The Theme Of The Three Caskets

2613

 

   On closer inspection we observe,
to be sure, that the original myth is not so thoroughly distorted
that traces of it do not show through and betray its presence. The
free choice between the three sisters is, properly speaking, no
free choice, for it must necessarily fall on the third if every
kind of evil is not to come about, as it does in
King Lear
.
The fairest and best of women, who has taken the place of the
Death-goddess, has kept certain characteristics that border on the
uncanny, so that from there we have been able to guess at what lies
beneath.¹

   So far we have been following out
the myth and its transformation, and it is to be hoped that we have
correctly indicated the hidden causes of the transformation. We may
now turn our interest to the way in which the dramatist has made
use of the theme. We get an impression that a reduction of the
theme to the original myth is being carried out in his work, so
that we once more have a sense of the moving significance which had
been weakened by the distortion. It is by means of this reduction
of the distortion, this partial return to the original, that the
dramatist achieves his more profound effect upon us.

   To avoid misunderstandings, I
should like to say that it is not my purpose to deny that King
Lear’s dramatic story is intended to inculcate two wise
lessons: that one should not give up one’s possessions and
rights during one’s lifetime, and that one must guard against
accepting flattery at its face value. These and similar warnings
are undoubtedly brought out by the play; but it seems to me quite
impossible to explain the overpowering effect of
King Lear
from the impression that such a train of thought would produce, or
to suppose that the dramatist’s personal motives did not go
beyond the intention of teaching these lessons. It is suggested,
too, that his purpose was to present the tragedy of ingratitude,
the sting of which he may well have felt in his own heart, and that
the effect of the play rests on the purely formal element of its
artistic presentation; but this cannot, so it seems to me, take the
place of the understanding brought to us by the explanation we have
reached of the theme of the choice between the three sisters.

*Work request*
Please extend the passage above on the theme of the three caskets, starting after its last sentence.

*Data for review*
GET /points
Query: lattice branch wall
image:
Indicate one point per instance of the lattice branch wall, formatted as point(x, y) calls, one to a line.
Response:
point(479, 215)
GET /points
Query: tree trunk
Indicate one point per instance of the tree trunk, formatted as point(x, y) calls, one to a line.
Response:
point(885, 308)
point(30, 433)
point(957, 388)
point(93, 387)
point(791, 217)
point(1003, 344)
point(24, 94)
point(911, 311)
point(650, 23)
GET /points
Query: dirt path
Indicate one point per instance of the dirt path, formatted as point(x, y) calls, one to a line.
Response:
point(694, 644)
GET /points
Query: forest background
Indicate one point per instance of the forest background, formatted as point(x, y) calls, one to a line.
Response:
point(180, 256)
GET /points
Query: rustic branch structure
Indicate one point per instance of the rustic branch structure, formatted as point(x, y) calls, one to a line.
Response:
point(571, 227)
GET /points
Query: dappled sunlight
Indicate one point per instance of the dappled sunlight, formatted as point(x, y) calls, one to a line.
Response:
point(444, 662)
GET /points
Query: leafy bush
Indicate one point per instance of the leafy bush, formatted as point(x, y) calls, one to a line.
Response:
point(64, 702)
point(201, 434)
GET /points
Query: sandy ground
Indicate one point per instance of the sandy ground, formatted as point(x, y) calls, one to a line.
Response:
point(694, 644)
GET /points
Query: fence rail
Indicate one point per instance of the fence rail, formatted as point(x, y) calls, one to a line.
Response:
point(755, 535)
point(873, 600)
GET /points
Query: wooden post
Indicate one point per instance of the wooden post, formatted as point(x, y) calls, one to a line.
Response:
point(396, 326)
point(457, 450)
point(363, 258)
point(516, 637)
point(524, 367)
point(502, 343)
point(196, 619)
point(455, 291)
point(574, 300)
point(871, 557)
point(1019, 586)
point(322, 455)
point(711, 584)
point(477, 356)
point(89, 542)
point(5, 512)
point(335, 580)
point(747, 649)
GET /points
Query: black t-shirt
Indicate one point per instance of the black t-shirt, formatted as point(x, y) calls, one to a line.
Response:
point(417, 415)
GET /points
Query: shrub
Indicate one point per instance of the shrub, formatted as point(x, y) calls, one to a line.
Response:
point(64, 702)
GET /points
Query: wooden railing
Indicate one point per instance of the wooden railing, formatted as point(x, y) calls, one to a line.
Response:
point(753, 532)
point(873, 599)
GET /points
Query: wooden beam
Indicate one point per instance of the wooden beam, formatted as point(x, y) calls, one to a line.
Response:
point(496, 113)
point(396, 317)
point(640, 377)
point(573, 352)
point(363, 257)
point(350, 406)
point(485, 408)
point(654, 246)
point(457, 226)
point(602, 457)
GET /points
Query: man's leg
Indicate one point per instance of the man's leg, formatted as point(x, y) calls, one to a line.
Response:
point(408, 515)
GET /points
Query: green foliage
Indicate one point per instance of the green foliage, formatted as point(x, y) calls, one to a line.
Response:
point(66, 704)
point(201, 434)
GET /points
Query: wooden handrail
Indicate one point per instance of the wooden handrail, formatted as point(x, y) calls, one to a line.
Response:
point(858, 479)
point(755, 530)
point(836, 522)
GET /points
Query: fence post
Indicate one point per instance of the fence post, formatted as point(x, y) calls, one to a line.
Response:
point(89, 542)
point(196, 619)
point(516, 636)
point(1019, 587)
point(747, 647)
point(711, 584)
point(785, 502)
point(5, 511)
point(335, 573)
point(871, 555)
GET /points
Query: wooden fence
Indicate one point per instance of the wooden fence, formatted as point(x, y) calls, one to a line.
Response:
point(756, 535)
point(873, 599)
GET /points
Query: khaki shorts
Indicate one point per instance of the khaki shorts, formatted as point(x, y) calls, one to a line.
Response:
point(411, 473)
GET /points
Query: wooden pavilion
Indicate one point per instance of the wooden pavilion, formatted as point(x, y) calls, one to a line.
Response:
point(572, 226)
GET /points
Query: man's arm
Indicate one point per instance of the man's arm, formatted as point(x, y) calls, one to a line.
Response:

*Answer to the problem*
¹
The Psyche of Apuleius’s story has
kept many traits that remind us of her relation with death. Her
wedding is celebrated like a funeral, she has to descend into the
underworld, and afterwards she sinks into a death-like sleep (Otto
Rank). - On the significance of Psyche as goddess of the spring and
as ‘Bride of Death’, cf. Zinzow (1881). - In another of
Grimm’s Tales (‘The Goose-girl at the Fountain’,
No. 179) there is, as in ‘Cinderella’, an alternation
between the beautiful and the ugly aspect of the third sister, in
which one may no doubt see an indication of her double nature -
before and after the substitution. This third daughter is
repudiated by her father, after a test which is almost the same as
the one in
King Lear
. Like her sisters, she has to declare
how fond she is of their father, but can find no expression for her
love but a comparison with salt. (Kindly communicated by Dr. Hanns
Sachs.)

 

The Theme Of The Three Caskets

2614

 

   Lear is an old man. It is for
this reason, as we have already said, that the three sisters appear
as his daughters. The relationship of a father to his children,
which might be a fruitful source of many dramatic situations, is
not turned to further account in the play. But Lear is not only an
old man: he is a dying man. In this way the extraordinary premiss
of the division of his inheritance loses all its strangeness. But
the doomed man is not willing to renounce the love of women; he
insists on hearing how much he is loved. Let us now recall the
moving final scene, one of the culminating points of tragedy in
modern drama. Lear carries Cordelia’s dead body on to the
stage. Cordelia is Death. If we reverse the situation it becomes
intelligible and familiar to us. She is the Death-goddess who, like
the Valkyrie in German mythology, carries away the dead hero from
the battlefield. Eternal wisdom, clothed in the primaeval myth,
bids the old man renounce love, choose death and make friends with
the necessity of dying.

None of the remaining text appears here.